◆ What you should do:
Rewrite the stretch of entries from the line containing "Practice: put a marker on each instance of the boat" through the end of the entries, replacing "marker" with "pin" and keeping everything else unchanged.

* begin Stored rows *

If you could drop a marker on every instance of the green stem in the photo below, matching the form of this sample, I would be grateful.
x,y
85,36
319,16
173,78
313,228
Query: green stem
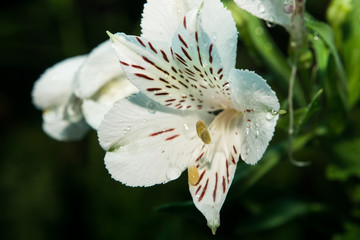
x,y
291,115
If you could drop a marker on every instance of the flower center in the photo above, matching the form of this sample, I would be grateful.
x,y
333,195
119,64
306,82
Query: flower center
x,y
193,175
203,132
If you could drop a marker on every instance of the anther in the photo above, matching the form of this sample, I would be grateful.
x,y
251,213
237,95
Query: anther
x,y
203,132
193,175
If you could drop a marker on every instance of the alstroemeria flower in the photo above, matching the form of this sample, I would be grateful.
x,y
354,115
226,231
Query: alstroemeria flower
x,y
287,13
100,82
52,93
77,87
185,70
274,11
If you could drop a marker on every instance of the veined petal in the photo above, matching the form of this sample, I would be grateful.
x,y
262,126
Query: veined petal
x,y
147,143
100,67
54,87
199,61
254,97
220,26
65,122
216,164
161,18
53,93
151,67
95,108
274,11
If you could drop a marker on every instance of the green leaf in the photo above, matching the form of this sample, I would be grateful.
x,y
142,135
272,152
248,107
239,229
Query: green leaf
x,y
309,110
348,164
352,232
278,213
255,36
343,16
248,175
324,31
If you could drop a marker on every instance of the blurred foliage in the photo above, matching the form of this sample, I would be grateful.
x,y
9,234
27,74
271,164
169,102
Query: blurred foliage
x,y
54,190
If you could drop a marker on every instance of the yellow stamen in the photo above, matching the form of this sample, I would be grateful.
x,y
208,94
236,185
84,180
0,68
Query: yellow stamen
x,y
193,175
203,132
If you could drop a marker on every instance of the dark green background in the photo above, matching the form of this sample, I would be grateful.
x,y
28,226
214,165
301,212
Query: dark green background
x,y
57,190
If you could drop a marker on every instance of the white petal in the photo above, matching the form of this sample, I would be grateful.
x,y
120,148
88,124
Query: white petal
x,y
147,143
254,97
54,87
216,163
150,66
219,24
63,127
99,104
53,93
199,60
274,11
161,18
101,66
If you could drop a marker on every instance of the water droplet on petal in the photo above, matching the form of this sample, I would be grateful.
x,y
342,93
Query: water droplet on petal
x,y
289,6
173,173
269,116
270,24
151,106
247,131
261,8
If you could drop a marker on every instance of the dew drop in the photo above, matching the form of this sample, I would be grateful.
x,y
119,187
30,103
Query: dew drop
x,y
270,24
151,106
173,173
127,129
289,6
274,112
214,36
261,8
247,131
269,116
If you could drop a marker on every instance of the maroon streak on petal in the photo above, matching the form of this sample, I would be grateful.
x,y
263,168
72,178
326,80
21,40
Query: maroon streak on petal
x,y
224,185
137,66
210,50
164,131
172,137
152,48
204,191
124,63
143,76
160,94
182,41
153,89
215,188
141,42
164,55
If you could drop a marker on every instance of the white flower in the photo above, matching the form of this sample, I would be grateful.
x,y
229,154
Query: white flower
x,y
274,11
100,82
184,66
77,87
52,93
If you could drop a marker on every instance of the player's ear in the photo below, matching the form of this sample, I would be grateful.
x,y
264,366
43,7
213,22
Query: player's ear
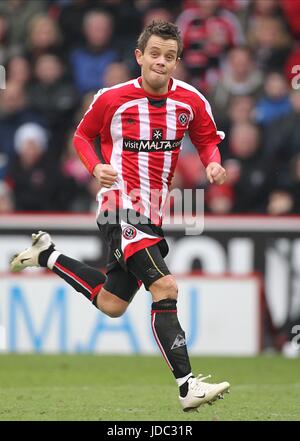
x,y
138,56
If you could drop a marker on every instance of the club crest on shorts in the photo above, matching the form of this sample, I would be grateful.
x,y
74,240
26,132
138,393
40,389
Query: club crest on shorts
x,y
129,233
183,119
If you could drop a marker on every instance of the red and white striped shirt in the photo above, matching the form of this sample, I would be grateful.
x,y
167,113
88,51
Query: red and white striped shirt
x,y
141,137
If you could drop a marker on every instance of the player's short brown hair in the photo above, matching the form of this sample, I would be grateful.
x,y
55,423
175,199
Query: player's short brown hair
x,y
162,29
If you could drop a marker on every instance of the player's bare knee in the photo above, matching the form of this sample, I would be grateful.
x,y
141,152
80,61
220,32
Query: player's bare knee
x,y
164,288
110,305
110,310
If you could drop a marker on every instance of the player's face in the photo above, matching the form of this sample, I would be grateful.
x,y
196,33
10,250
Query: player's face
x,y
157,64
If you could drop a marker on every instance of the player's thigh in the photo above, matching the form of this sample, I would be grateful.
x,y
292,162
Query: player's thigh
x,y
149,266
118,291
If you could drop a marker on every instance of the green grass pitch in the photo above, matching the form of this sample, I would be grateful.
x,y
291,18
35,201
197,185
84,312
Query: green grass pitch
x,y
140,388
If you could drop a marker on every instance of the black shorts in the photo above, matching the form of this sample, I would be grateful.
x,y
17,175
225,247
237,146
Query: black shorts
x,y
135,253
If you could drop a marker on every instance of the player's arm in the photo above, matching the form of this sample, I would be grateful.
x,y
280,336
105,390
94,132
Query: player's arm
x,y
205,137
88,129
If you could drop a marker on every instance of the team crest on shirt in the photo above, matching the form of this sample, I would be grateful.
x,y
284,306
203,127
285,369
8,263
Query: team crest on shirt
x,y
183,119
129,233
157,134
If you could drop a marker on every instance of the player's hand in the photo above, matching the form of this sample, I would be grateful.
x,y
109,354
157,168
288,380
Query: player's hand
x,y
105,175
216,174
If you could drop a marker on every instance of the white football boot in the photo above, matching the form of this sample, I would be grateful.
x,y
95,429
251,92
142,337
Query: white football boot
x,y
200,392
29,257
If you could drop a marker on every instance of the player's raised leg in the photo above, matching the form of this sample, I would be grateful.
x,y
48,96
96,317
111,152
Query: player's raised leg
x,y
83,278
169,335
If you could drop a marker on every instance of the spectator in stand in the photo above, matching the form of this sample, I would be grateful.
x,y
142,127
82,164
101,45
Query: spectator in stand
x,y
89,62
275,101
3,39
53,95
270,43
239,76
37,183
14,111
291,9
282,140
70,19
208,31
240,110
116,73
19,70
6,198
259,9
250,176
280,202
292,66
43,37
19,13
219,200
72,169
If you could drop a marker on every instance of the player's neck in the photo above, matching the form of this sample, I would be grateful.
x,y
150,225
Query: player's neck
x,y
155,92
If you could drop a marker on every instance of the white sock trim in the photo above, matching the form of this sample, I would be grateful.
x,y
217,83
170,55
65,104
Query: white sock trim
x,y
181,381
52,259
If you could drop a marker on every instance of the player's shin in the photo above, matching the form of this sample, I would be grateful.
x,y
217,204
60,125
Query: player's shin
x,y
81,277
170,338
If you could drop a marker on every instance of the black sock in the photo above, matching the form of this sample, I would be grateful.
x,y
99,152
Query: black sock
x,y
170,337
82,277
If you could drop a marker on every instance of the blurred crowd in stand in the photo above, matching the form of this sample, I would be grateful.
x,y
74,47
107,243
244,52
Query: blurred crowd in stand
x,y
242,55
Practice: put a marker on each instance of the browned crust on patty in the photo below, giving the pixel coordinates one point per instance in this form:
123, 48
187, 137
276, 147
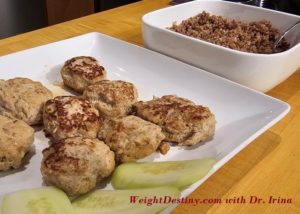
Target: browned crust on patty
181, 120
67, 116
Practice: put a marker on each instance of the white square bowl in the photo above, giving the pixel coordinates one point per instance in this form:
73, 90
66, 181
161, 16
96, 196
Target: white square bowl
258, 71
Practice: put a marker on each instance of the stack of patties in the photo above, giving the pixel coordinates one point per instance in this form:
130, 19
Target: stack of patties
128, 130
76, 160
21, 104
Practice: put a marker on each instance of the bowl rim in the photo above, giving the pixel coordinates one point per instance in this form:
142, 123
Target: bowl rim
221, 48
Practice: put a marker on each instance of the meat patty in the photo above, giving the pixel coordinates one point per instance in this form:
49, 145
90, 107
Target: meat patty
16, 138
112, 98
23, 99
131, 138
69, 116
181, 120
82, 71
77, 164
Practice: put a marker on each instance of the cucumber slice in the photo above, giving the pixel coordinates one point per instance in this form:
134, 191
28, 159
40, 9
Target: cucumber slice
47, 200
179, 174
146, 201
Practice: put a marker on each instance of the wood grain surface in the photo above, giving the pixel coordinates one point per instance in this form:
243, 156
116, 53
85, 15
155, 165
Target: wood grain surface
269, 166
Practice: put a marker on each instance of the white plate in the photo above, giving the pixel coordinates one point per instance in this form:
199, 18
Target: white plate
242, 114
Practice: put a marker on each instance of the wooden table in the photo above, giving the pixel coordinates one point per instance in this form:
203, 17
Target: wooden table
269, 166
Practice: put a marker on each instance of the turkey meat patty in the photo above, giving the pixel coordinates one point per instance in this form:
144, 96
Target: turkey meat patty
181, 120
112, 98
77, 164
16, 139
131, 138
23, 99
82, 71
70, 116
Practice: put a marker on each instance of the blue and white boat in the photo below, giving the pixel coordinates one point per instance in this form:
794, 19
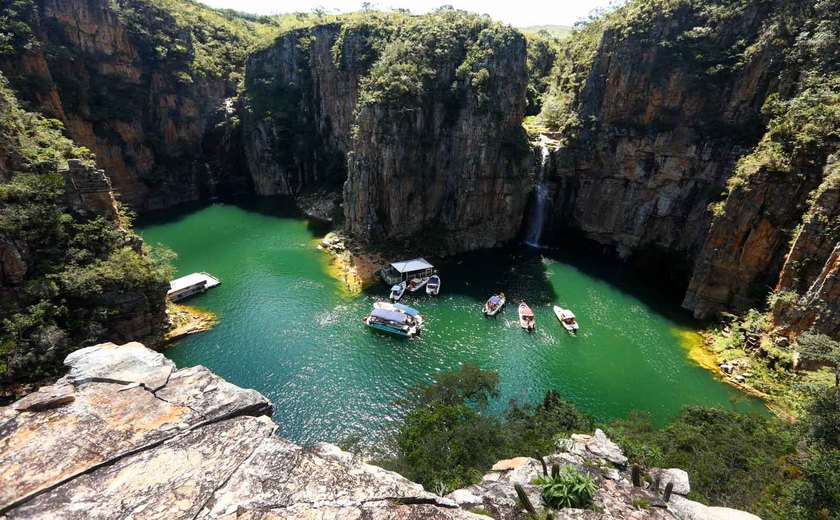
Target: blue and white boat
399, 307
433, 285
397, 291
494, 304
395, 322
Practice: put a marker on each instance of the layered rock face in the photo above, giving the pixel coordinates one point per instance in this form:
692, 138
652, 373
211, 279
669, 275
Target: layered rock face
145, 122
669, 124
126, 434
658, 137
442, 153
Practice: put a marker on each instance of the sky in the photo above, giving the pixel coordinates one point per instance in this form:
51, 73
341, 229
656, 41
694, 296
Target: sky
519, 13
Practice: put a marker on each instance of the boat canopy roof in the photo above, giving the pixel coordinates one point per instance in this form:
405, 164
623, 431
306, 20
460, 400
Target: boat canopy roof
410, 266
411, 311
383, 314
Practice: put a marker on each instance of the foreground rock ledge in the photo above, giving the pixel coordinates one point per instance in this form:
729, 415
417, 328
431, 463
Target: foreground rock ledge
126, 435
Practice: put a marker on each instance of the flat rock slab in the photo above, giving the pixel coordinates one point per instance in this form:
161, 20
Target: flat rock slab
314, 479
678, 477
46, 397
106, 421
129, 363
173, 480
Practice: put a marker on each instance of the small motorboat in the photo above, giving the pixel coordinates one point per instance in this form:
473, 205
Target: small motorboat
398, 323
567, 319
494, 304
433, 285
397, 291
526, 317
398, 307
417, 283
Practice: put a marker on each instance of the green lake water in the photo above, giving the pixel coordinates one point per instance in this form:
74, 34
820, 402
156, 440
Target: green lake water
288, 329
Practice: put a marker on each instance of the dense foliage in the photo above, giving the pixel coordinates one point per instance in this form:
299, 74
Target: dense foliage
69, 260
450, 439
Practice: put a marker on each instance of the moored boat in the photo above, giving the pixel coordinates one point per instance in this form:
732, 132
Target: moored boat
567, 319
417, 283
433, 285
526, 317
394, 322
494, 304
397, 291
398, 307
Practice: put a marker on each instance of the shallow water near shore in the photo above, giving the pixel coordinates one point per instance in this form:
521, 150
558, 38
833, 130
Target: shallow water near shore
289, 330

* end Stored rows *

◆ Correct response:
Practice: put a pin on each instance of the boat canopy roof in the photo above, giving the pixel coordinates one point per instance in this form:
405, 164
623, 431
306, 20
460, 400
Target: boat canopy roof
410, 266
411, 311
383, 314
Practice: put a pin on each instance of the foreground rock ledge in the photo above, giving the pixel coordinates one point per instance in this form:
729, 415
417, 328
431, 463
Target: foreground rock ledge
126, 435
Practice: put a pin on each instance of the flat rock slab in the photo above, giving the pixel coordinates one point per instance in this form:
161, 20
Target: flat rock slab
314, 479
678, 477
46, 397
106, 421
129, 363
173, 480
Practice: put a pin on each instance of the small motorboat in the photo above, giving the pixel coordinates one point per instance in this form:
473, 205
Target: small motorboat
398, 323
567, 319
494, 304
433, 285
397, 291
526, 317
398, 307
417, 283
Practice: put a pin on each instance of the green lake water in the photo above, giving the pixel coordinates one point per instance in this form:
74, 34
820, 402
156, 440
Target: green lake water
288, 329
Practice: put a pin on each instance of the dense foliage in the photo above, giving the pixel coordinates one point per instance in this form:
299, 74
Target: dense foliage
69, 260
450, 439
Practice: put a pin on each instance of the moored boat in the photo above, giving the pixel coordinates one point per instance in this form:
732, 132
Target: moored boat
567, 319
417, 283
433, 285
526, 317
394, 322
494, 304
397, 291
398, 307
Practice: put a pin on each instance of the shallow water near shore in the photo above, giving the pixel coordinates one point per instance in this form:
521, 150
558, 38
833, 130
Target: shallow water near shore
289, 330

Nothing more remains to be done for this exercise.